──────── Document excerpt
06 June 2024

Rocket science: two suspenseful mornings in a row

The flap begins to shred before our very eyes...can Starship hold together for just eight more minutes?
(Screenshots from source.)  

I have been a spaceflight fan since the days of Mercury Redstone and José Jiménez, so yesterday and today have been red-letter days for me. The starring attractions: yesterday, Starliner, and, today, Starship.

Yesterday's event was the very first flight of Boeing's Starliner spacecraft with passengers on board. Here the tension was focused on the very fact of the launch: after four and a half years since that embarrassing first test flight, and after additional technical problems surfaced along the way, and after last Saturday's scrubbed attempt that came within 3 minutes and 50 seconds of reaching "zero," it was hard not to wonder whether Boeing's counterpart to the enormously successful SpaceX Crew Dragon would ever take off. In the background: the contrast between these commercial spaceflight competitors, Boeing (expected at first to be the obvious choice for NASA's commercial suppliers for spaceflight) and the unexpectedly nimble winner of this commercial space race, SpaceX.


Back to yesterday's launch. As soon as the Atlas 5 with its Centaur second stage and Starliner cleared the tower, I was relatively sure everything would go well, and today would find the two test-flight astronauts, Butch Wilmore and Suni Williams, joining their colleagues at the International Space Station. And so they did, although the flight and docking were not problem-free. Boeing and NASA now have about a week to put their craft through all the steps of its trial voyage.

Even though there were no passengers involved, today's fourth test launch of SpaceX's Starship was high drama for me. (Somewhat confusingly to me, "Starship" refers both to the whole booster/spaceship combination and to the spaceship on top of the booster. By itself, the booster is called Super Heavy.) SpaceX has big plans for Starship, especially for the version that will carry crews to the Moon and beyond. But Starship has a long way to go before it is ready for such missions.
────────────────
──────── Dataset rows
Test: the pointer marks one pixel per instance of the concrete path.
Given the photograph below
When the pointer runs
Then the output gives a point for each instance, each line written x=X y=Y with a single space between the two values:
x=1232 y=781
────────────────
──────── Dataset rows
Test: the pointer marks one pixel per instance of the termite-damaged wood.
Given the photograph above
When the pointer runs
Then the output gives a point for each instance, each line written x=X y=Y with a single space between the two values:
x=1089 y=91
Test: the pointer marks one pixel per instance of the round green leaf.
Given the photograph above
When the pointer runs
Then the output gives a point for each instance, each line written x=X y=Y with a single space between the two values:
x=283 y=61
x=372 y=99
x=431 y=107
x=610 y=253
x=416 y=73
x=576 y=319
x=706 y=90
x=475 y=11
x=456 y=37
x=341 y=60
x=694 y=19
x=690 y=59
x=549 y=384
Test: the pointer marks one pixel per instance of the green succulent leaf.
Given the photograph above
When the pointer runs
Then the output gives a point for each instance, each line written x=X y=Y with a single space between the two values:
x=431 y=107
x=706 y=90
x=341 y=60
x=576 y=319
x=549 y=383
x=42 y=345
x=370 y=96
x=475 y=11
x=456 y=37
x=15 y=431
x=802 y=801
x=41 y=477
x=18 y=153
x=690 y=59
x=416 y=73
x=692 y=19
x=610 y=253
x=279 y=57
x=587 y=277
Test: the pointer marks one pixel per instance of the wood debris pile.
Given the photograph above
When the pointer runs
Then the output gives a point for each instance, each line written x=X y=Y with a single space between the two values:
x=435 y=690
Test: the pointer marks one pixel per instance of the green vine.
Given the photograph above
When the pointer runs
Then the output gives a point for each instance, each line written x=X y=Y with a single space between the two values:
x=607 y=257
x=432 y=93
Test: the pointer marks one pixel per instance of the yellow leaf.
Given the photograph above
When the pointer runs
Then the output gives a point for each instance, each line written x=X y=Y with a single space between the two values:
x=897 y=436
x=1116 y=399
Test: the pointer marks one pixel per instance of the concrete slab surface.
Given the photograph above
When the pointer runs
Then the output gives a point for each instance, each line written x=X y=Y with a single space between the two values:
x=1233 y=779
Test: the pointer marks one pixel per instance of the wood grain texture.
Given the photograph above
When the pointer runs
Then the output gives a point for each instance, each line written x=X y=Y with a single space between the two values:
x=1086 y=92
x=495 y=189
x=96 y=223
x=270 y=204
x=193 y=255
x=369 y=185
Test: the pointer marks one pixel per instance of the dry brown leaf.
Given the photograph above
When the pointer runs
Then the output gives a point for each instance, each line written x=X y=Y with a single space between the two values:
────────────────
• [Exercise set]
A – According to the spaceflight post, what is Starship's booster called on its own?
B – Continue the post about the Starliner and Starship launches from its last sentence.
The records above have no connection to the spaceflight post.

• [Results for each task]
A – Super Heavy.

B –
The process by which Starship is being developed has been called "iterative and incremental development," which reminds me of the advice the British Quakers drafting their new Faith and Practice gave us members of our own yearly meeting's Faith and Practice Committee: "fail fast!" Put prototypes (or drafts) together and then get them out for testing. Subject your prototypes to maximum stress and gather data as they fall apart or explode, so that the data collected can be used to get the next iteration farther.

And so it has been with the full Starliner combination. The first test flight (April 2023) went out of control, ending in an explosion at around the four-minute mark. The second flight (November 2023) did better; both segments exploded, but only after a successful separation of the booster and the spacecraft. The third flight (March 2024) did much better, carrying out several functional tests in its long suborbital flight to the Indian Ocean, but losing control and breaking up during reentry.

Since nothing is guaranteed during a SpaceX test launch, there was a sense of drama every minute of today's flight. All of us audience members could see right away that one of Super Heavy's engines did not light, but the 32 remaining engines did their job, and the craft was on its way. At booster separation, everything looked normal, and we could relax a bit (not too much, of course!) while Starship coasted along its near-orbital trajectory toward its destination off the coast of Australia.

At about 45 minutes into the flight, with Starship at an altitude of 105 kilometers and descending gradually, we could see the beginning of a glow developing around the leading face of the craft. As it continued on course, that increasing heat glow of compressed air told us that the temperature would soon test the durability of every exposed surface and every joint or gap, including the control flaps. At the 58-minute mark, we could see one of the flaps start to disintegrate, and even the SpaceX commentators frankly admitted that they didn't know how much more Starship could take. As molten debris hit the camera cover and obscured our vision, and the camera signal cut off briefly several times, I caught myself thinking, "Come on, only eight more minutes! You can do it!"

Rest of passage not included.